# Here's a thing



## rgz (Mar 6, 2010)

I've long wanted to smell like an opera conductor. I'm sure I am not alone in this desire. Now my dream has become a reality.

http://flparfums.com/who-i-am/


----------



## Aramis (Mar 1, 2009)

He should do a commercial with some opera star. Like Gheorghiu or Garanca (or other lady this vein) walks through the candlelit apartament at night and disrobes seductively, then at crucial point the camera does close-up at the face, as she says.................

.....FOR THE NIGHT, I DRESS MYSELF ONLY IN THE GENTLE SCENT OF PERFUMES..........................

and then the logo of the label appears on the screen as if written by invisible quill in elegant, golden italics...........


----------



## Couac Addict (Oct 16, 2013)

Or, perhaps a slogan like.... _Eau de Joy_


----------



## rgz (Mar 6, 2010)

Aramis said:


> He should do a commercial with some opera star. Like Gheorghiu or Garanca (or other lady this vein) walks through the candlelit apartament at night and disrobes seductively, then at crucial point the camera does close-up at the face, as she says.................
> 
> .....FOR THE NIGHT, I DRESS MYSELF ONLY IN THE GENTLE SCENT OF PERFUMES..........................

• [Stored data]
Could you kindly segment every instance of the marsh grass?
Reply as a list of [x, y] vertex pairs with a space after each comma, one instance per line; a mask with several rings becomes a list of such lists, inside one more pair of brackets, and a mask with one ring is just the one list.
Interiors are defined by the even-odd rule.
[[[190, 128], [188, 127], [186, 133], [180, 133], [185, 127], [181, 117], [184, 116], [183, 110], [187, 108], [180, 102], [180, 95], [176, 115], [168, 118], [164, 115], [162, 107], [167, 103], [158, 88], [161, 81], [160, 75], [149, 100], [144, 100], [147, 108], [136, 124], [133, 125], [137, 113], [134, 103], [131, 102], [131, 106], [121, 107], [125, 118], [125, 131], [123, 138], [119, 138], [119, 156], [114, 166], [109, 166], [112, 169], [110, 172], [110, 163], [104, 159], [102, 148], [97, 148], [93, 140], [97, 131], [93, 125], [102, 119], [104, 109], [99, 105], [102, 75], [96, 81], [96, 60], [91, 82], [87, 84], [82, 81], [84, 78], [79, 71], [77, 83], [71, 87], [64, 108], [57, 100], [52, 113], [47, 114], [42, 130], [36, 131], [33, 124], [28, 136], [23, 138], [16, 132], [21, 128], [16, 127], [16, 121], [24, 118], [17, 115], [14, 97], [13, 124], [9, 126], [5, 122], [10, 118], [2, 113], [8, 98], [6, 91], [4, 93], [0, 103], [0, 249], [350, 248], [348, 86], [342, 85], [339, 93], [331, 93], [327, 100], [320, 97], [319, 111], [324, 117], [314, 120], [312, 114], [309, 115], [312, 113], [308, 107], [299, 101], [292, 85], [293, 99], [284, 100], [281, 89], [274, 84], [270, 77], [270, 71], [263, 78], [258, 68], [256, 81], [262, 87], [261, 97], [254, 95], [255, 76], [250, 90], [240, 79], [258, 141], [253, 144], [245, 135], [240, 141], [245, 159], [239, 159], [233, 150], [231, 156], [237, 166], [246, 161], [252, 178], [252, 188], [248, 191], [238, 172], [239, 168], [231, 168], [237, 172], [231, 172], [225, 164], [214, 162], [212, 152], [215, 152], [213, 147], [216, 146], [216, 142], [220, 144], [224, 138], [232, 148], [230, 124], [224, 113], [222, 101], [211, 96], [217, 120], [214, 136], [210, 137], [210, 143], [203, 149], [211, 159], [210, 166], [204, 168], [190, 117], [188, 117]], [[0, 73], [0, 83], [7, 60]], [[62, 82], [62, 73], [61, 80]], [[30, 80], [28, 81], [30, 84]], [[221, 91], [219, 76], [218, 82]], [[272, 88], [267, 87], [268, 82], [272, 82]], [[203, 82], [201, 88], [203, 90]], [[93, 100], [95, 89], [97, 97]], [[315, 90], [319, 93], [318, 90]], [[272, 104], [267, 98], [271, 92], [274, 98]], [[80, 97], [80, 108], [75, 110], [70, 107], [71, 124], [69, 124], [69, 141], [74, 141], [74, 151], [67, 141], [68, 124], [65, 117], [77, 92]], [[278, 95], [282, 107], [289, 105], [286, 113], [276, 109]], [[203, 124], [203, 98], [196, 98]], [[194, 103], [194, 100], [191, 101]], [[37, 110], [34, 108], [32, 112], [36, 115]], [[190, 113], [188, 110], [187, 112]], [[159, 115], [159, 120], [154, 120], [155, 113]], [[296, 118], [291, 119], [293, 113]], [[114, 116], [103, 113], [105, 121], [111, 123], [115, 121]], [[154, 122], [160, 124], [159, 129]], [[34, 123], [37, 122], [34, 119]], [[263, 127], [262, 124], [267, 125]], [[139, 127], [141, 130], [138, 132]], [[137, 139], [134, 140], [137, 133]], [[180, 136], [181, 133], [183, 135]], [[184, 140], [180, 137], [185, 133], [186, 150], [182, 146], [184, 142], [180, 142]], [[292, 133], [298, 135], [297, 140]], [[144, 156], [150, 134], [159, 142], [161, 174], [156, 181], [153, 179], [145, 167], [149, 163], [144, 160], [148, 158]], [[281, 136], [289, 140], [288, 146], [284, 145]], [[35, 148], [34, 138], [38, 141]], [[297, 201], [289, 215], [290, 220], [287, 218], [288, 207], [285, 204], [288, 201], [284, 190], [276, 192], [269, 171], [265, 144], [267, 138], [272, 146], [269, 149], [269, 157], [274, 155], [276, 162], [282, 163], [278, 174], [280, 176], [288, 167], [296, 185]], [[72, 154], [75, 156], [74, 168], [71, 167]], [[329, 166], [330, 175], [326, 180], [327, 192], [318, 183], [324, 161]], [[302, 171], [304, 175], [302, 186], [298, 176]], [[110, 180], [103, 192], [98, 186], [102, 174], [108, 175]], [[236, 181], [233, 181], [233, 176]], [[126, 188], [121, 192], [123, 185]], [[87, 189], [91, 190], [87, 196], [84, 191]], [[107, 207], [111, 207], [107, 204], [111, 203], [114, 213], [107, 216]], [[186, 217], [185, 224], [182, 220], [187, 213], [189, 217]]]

• [Your tasks]
A. In the perfume forum thread, what slogan does Couac Addict suggest?
B. Please pick up the perfume forum thread from its last line and continue it.
The material comes from a separate source.

• [Solved problems]
A. _Eau de Joy_

B.
> 
> and then the logo of the label appears on the screen as if written by invisible quill in elegant, golden italics...........


Good idea, but surely you meant Danielle de Niese.

Although a part of me is oddly curious to see this same ad but with Rolando Villazon


----------



## deggial (Jan 20, 2013)

rgz said:


> Good idea, but surely you meant Danielle de Niese.


she'd just act too kittenish and possibly make fun of him in the process  not that wouldn't be entertaining...


----------



## Flamme (Dec 30, 2012)

Why not, conductors can earn some bread on the side...Im puzzled by this aroma..


----------



## PetrB (Feb 28, 2012)

Unless that parfum smells like three or more hours of cumulative fresh sweat soaked into a Tux or Dress, its a lie.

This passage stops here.